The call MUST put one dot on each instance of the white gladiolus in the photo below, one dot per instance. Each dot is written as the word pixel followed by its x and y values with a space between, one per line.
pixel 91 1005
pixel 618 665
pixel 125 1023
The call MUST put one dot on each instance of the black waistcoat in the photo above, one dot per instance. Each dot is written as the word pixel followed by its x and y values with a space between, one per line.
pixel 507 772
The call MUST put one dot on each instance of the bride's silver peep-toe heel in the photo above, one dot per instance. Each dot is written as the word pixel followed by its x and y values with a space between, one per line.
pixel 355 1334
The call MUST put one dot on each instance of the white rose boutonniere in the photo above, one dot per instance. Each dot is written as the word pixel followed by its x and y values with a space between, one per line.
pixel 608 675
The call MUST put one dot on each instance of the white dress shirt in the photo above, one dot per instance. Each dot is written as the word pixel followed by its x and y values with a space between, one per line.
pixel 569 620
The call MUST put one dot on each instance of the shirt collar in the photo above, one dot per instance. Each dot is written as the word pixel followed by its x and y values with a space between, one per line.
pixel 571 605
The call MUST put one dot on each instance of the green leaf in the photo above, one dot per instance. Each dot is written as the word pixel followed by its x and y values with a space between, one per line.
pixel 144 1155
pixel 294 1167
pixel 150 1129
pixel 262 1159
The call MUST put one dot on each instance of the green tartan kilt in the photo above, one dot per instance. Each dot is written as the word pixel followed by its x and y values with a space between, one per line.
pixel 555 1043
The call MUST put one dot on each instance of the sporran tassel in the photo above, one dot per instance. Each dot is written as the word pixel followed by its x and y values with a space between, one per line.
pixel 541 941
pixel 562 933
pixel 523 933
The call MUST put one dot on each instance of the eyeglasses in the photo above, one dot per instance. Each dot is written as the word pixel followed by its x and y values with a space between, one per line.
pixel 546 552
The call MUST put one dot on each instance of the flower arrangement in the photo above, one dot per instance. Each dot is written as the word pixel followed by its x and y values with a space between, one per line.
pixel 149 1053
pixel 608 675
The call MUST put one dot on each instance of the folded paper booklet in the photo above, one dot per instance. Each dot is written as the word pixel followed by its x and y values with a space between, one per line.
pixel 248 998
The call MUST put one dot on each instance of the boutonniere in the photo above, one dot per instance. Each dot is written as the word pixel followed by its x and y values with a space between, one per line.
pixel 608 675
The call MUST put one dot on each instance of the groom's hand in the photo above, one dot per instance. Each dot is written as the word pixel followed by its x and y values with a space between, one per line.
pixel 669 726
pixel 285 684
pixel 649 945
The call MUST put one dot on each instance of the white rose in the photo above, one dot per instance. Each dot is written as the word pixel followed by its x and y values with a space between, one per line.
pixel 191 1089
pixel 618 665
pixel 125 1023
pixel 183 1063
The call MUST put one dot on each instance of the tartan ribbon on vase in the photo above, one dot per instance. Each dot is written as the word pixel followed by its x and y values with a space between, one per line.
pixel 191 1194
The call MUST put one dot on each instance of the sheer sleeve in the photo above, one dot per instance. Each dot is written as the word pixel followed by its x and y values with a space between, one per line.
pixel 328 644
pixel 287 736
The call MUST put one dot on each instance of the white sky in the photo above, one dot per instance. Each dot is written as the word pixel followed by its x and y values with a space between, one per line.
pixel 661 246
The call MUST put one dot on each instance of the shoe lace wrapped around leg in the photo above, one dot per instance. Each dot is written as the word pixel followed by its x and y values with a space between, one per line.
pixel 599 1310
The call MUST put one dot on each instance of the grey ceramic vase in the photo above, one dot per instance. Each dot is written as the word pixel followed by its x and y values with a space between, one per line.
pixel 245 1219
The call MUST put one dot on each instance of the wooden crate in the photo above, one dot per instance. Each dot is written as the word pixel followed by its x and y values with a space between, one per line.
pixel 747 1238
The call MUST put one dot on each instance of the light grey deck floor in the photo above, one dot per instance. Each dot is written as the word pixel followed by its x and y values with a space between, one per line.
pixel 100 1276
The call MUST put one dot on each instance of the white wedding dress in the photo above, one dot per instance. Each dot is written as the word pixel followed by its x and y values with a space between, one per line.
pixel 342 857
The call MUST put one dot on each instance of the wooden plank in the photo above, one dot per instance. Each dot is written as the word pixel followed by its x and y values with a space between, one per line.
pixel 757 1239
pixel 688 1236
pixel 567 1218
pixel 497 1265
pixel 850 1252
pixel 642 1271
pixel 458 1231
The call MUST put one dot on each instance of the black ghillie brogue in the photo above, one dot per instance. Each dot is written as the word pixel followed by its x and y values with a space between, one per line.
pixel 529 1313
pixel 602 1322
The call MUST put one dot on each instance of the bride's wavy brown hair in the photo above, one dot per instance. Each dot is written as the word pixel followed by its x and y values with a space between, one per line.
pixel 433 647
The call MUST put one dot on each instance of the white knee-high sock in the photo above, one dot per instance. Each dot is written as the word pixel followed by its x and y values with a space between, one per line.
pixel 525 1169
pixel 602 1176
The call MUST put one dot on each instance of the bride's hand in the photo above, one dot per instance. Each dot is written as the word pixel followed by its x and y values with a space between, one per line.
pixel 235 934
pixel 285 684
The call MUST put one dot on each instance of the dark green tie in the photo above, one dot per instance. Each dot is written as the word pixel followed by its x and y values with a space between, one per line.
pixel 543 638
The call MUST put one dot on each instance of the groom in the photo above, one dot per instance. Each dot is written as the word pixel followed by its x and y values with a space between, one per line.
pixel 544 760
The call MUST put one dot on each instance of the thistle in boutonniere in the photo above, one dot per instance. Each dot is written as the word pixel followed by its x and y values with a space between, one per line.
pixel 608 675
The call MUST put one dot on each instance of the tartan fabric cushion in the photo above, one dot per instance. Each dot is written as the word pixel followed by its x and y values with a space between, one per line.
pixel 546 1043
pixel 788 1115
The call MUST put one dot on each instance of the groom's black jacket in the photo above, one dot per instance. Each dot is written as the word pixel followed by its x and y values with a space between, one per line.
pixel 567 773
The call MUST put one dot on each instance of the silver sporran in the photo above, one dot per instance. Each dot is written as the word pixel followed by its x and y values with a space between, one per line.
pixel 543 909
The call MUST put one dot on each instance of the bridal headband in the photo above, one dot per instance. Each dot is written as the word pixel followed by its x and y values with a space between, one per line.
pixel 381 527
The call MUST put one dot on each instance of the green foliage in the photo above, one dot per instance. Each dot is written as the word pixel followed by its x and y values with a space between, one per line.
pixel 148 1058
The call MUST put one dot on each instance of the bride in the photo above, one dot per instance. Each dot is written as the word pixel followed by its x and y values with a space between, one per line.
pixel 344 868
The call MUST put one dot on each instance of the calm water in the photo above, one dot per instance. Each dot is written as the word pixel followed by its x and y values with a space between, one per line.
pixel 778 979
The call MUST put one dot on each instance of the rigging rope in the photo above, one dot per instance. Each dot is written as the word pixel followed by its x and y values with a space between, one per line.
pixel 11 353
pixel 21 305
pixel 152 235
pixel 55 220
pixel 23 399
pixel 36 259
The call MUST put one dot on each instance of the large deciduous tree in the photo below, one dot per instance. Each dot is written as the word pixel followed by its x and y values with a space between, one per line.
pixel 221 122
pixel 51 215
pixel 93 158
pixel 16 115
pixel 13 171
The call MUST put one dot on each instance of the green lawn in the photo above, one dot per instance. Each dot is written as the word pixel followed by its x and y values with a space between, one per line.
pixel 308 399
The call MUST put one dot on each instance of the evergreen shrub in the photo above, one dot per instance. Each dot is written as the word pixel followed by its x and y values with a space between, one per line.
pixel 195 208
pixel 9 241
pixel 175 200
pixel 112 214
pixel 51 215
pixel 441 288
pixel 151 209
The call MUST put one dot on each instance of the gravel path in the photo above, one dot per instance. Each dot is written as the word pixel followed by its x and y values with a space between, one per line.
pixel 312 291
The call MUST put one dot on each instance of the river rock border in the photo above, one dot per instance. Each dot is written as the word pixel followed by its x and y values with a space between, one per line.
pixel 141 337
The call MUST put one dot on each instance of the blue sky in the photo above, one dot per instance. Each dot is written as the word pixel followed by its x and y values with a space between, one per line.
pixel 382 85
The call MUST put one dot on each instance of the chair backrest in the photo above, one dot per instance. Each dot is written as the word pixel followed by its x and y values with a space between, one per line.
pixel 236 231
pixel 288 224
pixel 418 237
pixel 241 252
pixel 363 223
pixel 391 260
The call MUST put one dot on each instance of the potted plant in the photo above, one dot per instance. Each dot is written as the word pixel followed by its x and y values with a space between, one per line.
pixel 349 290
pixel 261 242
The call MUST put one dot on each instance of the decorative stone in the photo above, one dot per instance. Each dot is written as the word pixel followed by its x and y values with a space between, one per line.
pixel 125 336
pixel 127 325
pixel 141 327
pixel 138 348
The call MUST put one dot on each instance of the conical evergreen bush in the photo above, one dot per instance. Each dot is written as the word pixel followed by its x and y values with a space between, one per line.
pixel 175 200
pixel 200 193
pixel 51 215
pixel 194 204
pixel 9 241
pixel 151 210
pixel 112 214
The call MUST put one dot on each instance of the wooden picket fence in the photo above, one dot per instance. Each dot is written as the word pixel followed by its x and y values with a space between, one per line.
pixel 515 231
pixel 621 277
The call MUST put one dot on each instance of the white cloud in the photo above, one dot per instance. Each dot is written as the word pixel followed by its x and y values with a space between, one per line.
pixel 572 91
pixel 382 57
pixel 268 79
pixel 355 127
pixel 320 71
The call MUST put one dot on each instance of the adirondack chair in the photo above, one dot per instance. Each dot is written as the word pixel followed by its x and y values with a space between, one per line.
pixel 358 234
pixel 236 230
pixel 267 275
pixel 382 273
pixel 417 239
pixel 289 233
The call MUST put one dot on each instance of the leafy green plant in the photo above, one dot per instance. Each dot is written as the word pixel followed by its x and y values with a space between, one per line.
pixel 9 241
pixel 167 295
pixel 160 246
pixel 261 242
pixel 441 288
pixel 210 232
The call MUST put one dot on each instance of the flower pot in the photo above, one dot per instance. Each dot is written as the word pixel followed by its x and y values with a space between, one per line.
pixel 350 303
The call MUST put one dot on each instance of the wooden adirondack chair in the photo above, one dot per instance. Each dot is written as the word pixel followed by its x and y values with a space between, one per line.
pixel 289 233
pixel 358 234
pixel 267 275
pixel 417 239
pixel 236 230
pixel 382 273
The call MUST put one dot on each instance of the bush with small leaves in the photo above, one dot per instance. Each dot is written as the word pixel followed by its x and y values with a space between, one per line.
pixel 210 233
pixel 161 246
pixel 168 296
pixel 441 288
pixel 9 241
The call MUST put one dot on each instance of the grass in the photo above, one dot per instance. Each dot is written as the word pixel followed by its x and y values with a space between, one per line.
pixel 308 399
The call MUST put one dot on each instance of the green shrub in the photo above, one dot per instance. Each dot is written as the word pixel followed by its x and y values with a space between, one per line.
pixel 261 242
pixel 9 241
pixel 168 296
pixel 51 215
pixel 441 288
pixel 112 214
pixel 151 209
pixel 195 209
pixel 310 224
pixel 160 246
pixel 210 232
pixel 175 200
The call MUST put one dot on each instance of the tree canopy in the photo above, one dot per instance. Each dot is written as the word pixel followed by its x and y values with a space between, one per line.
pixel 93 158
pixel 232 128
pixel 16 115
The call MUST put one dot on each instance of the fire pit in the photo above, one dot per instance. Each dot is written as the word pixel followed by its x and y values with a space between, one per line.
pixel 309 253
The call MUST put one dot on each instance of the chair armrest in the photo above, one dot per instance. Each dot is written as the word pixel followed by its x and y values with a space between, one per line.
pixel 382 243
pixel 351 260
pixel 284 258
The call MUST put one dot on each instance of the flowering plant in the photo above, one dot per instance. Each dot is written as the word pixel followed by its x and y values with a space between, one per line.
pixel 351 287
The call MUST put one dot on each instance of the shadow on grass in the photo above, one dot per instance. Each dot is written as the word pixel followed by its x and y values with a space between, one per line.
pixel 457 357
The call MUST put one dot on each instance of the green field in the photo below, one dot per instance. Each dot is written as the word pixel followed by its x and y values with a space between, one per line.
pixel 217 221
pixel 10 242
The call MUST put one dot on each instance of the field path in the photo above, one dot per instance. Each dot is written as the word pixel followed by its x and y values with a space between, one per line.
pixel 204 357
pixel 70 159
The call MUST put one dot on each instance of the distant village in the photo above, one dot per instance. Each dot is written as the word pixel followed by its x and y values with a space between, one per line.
^^^^
• [The problem]: Write out exactly the lines starting with the one that holds "of the flowering" and running through the last line above.

• [Task solution]:
The call MUST put one dot on each instance of the flowering plant in the photo above, one dot per instance. Each dot is written as the word pixel followed by its x and y values with a space between, one per line.
pixel 351 287
The call MUST put one dot on each instance of the shadow on grass in the photo above, one dot per instance. Each dot is written as the word pixel followed by its x and y values with a space between, one per line.
pixel 457 357
The call MUST put one dot on each instance of the green field in the photo below, one dot per instance. Each dot is written as the word pixel followed by its x and y values with a space between, one per line.
pixel 217 221
pixel 10 242
The call MUST put one dot on each instance of the field path in the photo above, one dot per instance. Each dot is written as the word pixel followed by its x and y values with a space between, one per line.
pixel 204 357
pixel 70 159
The call MUST put one dot on each instance of the distant village in the photo above, one dot per instance. Each dot is written as the word pixel followed by its x and y values with a space between, one per line.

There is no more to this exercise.